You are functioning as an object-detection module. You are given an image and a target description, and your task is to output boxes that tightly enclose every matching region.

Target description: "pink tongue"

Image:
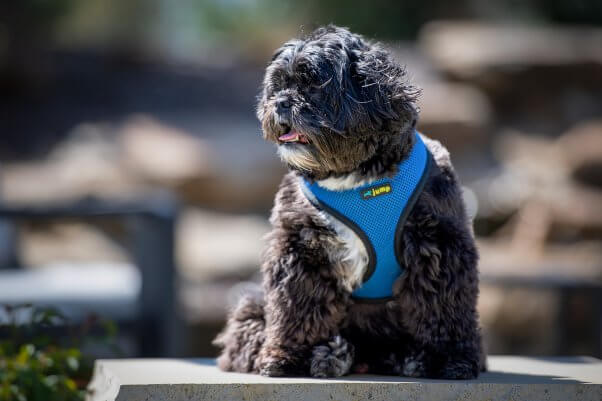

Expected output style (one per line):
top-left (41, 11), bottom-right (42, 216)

top-left (278, 131), bottom-right (299, 142)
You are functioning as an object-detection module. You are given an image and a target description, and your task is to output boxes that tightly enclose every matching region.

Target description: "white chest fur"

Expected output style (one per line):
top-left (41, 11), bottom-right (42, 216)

top-left (322, 213), bottom-right (369, 292)
top-left (296, 174), bottom-right (369, 292)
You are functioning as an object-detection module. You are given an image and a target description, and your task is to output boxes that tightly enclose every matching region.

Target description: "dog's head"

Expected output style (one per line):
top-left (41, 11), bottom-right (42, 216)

##############################

Copy all three items above word for word, leaving out the picture.

# TASK RESPONSE:
You are functioning as an object-detection module. You are given an image and a target description, and your task is to output boxes that tightly enclose every matching region.

Target description: "pink tongue"

Image:

Expected output style (one per line):
top-left (41, 11), bottom-right (42, 216)

top-left (278, 131), bottom-right (299, 142)
You are functioning as an object-detection module. You are given an image and a target description, and your task is to output boxes that tightly enclose every matching region.

Target description: "white chest fur"

Expected output style (one per line):
top-left (41, 11), bottom-right (42, 216)

top-left (322, 213), bottom-right (369, 292)
top-left (296, 174), bottom-right (369, 292)
You are functioning as an object-detection module. You are given an image and a target description, and your task is to output boxes that tightly enclose every matching region.

Target description: "dog's head"

Expected output style (one per line):
top-left (41, 11), bottom-right (42, 216)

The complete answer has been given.